Copy the records word for word, starting at the line that contains "blue sky -> mask for every instance" and ending with the last line of the records.
◆ ◆ ◆ ◆
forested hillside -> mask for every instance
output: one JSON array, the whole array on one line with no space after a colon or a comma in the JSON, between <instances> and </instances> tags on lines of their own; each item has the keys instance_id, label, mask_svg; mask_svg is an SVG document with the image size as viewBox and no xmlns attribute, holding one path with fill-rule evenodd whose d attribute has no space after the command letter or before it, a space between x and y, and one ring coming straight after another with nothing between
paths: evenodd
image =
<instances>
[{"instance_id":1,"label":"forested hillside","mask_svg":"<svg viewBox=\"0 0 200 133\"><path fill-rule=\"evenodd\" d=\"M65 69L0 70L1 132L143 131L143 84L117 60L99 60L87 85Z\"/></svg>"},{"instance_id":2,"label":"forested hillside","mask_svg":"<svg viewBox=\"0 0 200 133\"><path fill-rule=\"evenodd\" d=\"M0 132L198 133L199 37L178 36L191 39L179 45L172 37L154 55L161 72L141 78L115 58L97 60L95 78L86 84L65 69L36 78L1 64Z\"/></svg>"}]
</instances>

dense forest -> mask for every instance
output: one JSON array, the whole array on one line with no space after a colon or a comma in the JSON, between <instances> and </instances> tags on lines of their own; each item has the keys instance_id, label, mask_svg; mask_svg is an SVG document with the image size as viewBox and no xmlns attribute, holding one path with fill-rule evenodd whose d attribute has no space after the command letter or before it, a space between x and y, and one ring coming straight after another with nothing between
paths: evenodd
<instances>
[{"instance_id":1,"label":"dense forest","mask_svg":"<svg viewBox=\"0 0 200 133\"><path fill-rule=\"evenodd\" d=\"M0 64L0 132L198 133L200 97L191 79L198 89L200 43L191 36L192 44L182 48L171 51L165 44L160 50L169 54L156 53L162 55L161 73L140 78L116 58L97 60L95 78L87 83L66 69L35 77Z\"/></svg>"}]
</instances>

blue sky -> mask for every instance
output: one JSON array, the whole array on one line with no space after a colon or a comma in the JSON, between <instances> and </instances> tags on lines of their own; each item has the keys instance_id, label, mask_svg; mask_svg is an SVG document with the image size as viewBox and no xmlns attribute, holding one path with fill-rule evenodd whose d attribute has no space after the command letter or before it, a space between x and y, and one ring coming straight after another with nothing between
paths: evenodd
◆ ◆ ◆ ◆
■ WRITTEN ANSWER:
blue sky -> mask for every instance
output: one JSON array, the whole array on one line with no space after a colon or a comma in the JSON, between <instances> and </instances> tags on lines of their own; each item has the keys instance_id, label, mask_svg; mask_svg is an SVG document with the image size as viewBox and no xmlns attribute, holding one path with fill-rule evenodd whose d attribute has no space after the command letter or before it, a space between x and y, and one ring coming straight after another with nothing between
paths: evenodd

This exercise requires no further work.